The water-glass windows in the 100 year old homes that align my bike route contain almost imperceptible patterns of undulating waves, formed during their production in turn-of-the-century glass making plants. As I rode by, the beautiful imperfections refracted infiltrating light and sent out magical, miniscule rainbows when the early morning sun hit them at just the right angle. The Willamette River surprised me with a surface just as smooth and enchanting.
In fact, the entire morning was shrouded in mysteriousness. But it only dawned on me in increments. The first oddity was a new lightness in my bedroom at 6:30 AM, due to daylight savings time, no doubt, but also represented in a feeling of lightness in my body. My shoulders felt strangely normal, unlike the past two months of waking to swollen tightness and discomfort. My intestines were at peace – gone were the typical reactions to my daily prescription and poor digestion. My skin was warm as I lay there nakedly enjoying the feel of soft flannel sheets and the tawny heat emanating from my own personal heater, my husband. His smooth skin touched me at places – his arm thrown across my waist, his legs intertwined with mine – and connected me to something plain and visceral, yet representative of an emotional grounding that maybe had been missing in the past. I awoke feeling well-rested. I felt good. After two and a half years of a gradual build-up of the opposite, the sensation was disorienting.
I lay there in bed, slowly noticing and taking in the change. Another anomaly: although it was November, the house was warm. I was able to turn back the blankets and rise from my resting place without so much as a shiver. I didn’t hunch my shoulders against the chill air that would usually bite at the back of my neck this time of day, this time of year. I walked upright, leisurely, naked, to the bathroom. I didn’t even need slippers as I stepped onto its shiny tile floor.

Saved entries
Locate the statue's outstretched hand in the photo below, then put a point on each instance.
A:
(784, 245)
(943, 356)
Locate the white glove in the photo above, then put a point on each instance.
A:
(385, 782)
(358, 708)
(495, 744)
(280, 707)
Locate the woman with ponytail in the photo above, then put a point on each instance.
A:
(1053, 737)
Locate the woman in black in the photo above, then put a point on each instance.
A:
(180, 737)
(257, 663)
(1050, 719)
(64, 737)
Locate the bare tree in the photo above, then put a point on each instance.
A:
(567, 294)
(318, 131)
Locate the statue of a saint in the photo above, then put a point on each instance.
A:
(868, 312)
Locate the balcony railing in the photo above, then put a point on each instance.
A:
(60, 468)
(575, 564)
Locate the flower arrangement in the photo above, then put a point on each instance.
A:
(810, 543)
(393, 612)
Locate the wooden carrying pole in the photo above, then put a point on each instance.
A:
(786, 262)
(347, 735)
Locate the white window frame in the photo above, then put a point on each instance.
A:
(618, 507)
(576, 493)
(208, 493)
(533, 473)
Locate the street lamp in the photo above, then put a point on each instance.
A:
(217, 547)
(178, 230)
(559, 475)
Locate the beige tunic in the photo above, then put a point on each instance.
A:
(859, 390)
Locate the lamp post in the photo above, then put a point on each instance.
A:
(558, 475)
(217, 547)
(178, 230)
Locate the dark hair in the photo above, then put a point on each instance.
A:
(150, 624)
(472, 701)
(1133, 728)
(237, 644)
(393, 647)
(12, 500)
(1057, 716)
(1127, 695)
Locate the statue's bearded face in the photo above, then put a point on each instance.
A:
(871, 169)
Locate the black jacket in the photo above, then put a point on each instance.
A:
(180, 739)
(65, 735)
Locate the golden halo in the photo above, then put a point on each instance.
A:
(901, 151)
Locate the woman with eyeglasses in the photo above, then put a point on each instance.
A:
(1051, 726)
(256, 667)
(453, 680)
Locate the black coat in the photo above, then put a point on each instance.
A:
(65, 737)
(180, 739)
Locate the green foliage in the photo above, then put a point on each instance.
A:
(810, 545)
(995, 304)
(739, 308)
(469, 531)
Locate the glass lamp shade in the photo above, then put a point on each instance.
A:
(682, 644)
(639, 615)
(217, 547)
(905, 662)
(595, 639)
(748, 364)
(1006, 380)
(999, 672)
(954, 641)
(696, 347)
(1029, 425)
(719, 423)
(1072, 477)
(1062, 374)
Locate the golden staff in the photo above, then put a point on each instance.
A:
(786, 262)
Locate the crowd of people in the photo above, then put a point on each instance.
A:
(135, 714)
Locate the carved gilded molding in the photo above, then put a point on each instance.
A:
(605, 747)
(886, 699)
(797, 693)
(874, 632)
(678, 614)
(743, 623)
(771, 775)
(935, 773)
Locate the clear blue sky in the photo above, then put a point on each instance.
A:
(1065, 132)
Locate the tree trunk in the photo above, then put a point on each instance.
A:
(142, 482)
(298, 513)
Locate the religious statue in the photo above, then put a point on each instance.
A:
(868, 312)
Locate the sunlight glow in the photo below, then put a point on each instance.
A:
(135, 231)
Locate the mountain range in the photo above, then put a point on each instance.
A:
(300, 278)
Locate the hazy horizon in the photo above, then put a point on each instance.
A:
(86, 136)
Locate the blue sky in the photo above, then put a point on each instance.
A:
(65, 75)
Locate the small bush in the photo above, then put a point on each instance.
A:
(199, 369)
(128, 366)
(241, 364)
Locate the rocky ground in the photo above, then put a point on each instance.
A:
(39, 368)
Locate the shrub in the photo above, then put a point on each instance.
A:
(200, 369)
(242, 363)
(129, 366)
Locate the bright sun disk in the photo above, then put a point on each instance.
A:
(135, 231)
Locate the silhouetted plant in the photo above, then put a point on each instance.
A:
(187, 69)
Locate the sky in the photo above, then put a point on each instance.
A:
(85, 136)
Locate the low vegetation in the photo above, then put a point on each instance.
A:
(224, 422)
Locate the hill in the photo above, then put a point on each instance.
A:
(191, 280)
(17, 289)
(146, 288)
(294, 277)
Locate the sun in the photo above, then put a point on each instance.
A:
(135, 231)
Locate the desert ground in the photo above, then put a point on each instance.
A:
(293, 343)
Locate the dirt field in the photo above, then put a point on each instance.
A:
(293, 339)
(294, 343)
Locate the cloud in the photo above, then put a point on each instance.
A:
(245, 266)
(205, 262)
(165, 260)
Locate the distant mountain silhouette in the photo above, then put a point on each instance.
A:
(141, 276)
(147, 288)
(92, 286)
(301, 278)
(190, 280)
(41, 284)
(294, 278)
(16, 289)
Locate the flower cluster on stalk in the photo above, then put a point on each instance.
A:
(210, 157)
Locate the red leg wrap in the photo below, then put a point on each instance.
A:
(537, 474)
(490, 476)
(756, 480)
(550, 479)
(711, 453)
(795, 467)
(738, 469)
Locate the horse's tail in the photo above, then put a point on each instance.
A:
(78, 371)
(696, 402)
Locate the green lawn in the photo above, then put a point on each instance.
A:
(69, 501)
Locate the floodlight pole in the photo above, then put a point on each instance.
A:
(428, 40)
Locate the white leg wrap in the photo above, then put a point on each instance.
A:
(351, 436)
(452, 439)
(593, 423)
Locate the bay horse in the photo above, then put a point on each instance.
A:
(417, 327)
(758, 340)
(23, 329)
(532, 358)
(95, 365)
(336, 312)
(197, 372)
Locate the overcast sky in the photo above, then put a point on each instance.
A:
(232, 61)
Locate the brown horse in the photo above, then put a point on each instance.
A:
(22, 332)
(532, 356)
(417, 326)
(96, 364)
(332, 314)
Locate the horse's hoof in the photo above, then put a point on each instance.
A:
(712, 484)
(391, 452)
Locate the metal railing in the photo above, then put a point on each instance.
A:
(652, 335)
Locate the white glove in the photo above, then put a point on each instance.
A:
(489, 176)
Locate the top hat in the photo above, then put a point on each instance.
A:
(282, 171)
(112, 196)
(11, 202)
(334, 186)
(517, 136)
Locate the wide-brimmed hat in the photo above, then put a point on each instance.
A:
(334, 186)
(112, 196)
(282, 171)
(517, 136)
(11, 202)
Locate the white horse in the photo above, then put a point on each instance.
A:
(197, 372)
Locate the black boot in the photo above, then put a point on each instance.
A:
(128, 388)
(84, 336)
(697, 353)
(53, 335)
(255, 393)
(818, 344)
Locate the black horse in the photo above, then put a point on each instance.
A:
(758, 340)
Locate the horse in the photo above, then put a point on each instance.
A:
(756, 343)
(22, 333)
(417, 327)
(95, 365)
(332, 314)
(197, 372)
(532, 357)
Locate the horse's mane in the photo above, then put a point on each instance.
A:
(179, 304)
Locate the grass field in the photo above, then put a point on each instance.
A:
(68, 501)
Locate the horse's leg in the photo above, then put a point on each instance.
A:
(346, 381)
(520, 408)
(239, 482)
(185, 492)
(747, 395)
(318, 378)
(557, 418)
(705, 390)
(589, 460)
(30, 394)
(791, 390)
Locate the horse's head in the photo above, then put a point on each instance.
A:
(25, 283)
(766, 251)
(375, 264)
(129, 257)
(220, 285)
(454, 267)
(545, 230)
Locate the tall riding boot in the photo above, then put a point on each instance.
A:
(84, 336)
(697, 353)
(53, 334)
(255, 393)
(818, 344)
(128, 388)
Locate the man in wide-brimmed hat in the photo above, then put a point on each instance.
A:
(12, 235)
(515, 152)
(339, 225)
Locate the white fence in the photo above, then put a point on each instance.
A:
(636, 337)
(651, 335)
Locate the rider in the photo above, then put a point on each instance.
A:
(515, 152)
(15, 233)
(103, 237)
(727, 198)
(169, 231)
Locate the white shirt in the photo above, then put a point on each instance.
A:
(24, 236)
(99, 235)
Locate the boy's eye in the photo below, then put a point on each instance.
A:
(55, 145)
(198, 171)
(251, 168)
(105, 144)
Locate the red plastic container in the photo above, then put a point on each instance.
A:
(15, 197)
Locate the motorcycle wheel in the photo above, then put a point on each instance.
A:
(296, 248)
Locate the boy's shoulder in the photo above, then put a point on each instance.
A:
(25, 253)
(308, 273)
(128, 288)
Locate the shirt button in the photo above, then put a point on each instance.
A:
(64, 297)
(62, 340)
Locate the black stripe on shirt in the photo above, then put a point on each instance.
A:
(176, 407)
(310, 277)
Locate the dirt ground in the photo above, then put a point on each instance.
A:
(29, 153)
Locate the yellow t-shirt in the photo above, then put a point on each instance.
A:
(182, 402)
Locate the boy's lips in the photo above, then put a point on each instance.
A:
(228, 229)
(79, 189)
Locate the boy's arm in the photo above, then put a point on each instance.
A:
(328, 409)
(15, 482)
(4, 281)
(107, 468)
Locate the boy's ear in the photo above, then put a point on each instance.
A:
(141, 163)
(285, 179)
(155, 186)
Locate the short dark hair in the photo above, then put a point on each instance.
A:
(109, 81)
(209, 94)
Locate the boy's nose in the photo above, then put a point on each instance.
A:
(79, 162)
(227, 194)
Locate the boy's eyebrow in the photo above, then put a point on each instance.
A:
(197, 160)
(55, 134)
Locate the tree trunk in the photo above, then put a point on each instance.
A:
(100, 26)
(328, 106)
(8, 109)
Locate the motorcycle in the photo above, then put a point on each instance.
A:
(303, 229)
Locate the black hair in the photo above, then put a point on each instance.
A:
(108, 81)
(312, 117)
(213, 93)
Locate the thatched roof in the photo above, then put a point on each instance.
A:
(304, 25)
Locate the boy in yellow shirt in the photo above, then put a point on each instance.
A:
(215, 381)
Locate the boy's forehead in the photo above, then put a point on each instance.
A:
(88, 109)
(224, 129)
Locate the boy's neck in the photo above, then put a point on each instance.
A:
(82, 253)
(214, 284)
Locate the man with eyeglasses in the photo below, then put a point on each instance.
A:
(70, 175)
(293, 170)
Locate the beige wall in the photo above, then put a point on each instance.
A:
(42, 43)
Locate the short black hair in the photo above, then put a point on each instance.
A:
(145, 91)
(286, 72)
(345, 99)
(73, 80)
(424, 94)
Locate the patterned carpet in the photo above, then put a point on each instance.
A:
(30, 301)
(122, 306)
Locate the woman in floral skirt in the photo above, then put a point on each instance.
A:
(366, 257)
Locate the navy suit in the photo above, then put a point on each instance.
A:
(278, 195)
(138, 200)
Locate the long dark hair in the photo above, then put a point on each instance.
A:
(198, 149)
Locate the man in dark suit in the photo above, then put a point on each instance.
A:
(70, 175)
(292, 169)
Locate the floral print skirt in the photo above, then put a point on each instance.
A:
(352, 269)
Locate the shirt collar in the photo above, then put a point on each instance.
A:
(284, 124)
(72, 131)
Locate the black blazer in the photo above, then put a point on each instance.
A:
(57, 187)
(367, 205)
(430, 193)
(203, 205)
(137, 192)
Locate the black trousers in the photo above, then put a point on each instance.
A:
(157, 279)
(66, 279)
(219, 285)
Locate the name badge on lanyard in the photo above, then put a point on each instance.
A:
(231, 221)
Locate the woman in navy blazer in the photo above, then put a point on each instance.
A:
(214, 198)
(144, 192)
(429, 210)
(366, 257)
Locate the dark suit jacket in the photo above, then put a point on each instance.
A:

(Work request):
In the text about the morning, the paragraph starting "I lay there in bed" mentions things the narrator did not do or need. List each of them.

(Output for this exercise):
- Shiver when rising from bed
- Hunch the shoulders against the chill air
- Wear slippers on the bathroom's tile floor